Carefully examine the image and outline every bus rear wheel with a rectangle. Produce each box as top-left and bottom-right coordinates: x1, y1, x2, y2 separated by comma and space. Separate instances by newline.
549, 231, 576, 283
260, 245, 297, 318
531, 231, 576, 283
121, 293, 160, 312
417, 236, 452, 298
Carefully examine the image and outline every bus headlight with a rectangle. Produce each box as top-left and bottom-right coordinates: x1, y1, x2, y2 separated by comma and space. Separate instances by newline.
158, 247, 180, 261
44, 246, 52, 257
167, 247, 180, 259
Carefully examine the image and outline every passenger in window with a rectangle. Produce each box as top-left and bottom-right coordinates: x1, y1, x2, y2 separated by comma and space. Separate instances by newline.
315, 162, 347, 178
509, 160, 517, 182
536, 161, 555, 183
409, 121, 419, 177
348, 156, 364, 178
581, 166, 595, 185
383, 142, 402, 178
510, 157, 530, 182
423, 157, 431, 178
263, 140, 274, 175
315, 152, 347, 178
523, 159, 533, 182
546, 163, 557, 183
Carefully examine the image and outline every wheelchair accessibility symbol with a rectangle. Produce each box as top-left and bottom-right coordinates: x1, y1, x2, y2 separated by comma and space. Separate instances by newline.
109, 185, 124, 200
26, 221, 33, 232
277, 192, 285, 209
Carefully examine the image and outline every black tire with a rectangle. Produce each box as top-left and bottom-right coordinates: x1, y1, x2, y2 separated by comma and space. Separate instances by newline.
_ _ _ _ _
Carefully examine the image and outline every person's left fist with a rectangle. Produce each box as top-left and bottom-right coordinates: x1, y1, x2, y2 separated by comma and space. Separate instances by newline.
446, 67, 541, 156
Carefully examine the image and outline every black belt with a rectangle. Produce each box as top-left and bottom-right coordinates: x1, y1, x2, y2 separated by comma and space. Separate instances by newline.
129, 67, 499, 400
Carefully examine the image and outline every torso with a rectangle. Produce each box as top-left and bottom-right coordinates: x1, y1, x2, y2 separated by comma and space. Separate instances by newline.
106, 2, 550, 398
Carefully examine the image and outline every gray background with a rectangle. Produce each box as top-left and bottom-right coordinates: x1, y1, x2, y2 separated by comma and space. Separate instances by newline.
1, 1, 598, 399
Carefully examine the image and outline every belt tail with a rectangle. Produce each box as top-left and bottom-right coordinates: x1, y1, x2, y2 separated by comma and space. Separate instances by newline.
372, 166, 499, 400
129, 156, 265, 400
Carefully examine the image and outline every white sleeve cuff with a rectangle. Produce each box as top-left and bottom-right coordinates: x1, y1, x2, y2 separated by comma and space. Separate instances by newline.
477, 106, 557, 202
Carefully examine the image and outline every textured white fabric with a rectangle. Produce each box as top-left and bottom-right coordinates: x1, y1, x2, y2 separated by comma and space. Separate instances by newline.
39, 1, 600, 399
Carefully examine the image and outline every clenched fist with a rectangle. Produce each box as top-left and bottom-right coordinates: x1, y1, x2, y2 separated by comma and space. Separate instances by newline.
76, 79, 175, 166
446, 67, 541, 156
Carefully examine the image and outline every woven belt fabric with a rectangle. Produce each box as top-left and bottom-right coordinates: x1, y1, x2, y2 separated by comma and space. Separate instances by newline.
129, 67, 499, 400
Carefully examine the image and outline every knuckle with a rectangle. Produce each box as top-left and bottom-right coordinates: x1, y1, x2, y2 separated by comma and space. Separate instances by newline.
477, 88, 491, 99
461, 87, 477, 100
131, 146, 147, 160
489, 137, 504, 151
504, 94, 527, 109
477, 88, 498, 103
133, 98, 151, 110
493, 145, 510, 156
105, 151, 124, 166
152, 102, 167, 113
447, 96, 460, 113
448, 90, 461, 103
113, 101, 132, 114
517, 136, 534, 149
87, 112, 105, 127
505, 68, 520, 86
_ _ _ _ _
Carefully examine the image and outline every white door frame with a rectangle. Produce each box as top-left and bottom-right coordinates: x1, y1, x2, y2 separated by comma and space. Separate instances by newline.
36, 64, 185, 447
_ _ _ _ _
• [TASK TO COMPLETE] Within the listing above, locate the line containing "Carefully examine the image and outline every bus rear" and the line containing "Carefully examine the image and outline every black tire". Reproduce those two lines and all lines between them exactly, with nothing added.

• [WRITTEN SOLUTION]
Carefully examine the image and outline every bus rear wheel with a rectangle. Produce each box as top-left and bottom-right coordinates: x1, y1, x2, y2 separated by comma and space. Separate instances by newline.
549, 231, 576, 283
260, 245, 297, 318
531, 231, 576, 283
121, 293, 160, 312
417, 236, 452, 298
Carefully examine the image and outline every bus headlight with a rectangle. Produce each box as top-left and bottom-right coordinates: x1, y1, x2, y2 separated by comma and space. Separate instances by newline.
158, 247, 180, 261
44, 246, 52, 257
167, 247, 180, 259
Carefully examine the image and outline every passenger in window with a rectangle. Produce each box as top-left and bottom-right coordinates: x1, y1, x2, y2 separated by comma and space. Separate instances by newline.
315, 162, 347, 178
509, 160, 517, 182
536, 161, 555, 183
409, 121, 419, 177
348, 156, 364, 178
581, 166, 595, 185
383, 142, 402, 178
510, 157, 530, 182
423, 157, 431, 178
263, 140, 274, 175
315, 152, 347, 178
523, 159, 533, 182
546, 163, 557, 183
Carefully examine the image and outline every wheelchair accessibility symbol with a rectangle. Produce each box as top-left and bottom-right coordinates: x1, y1, x2, y2 separated by comma and space. Separate instances by newline.
109, 185, 124, 200
26, 221, 33, 232
277, 192, 285, 209
Carefully examine the image and outline every black tire with a rectangle. Produce each box as top-left and bottom-right coordinates: x1, y1, x2, y2 separated by comma and space. Separate instances by newline.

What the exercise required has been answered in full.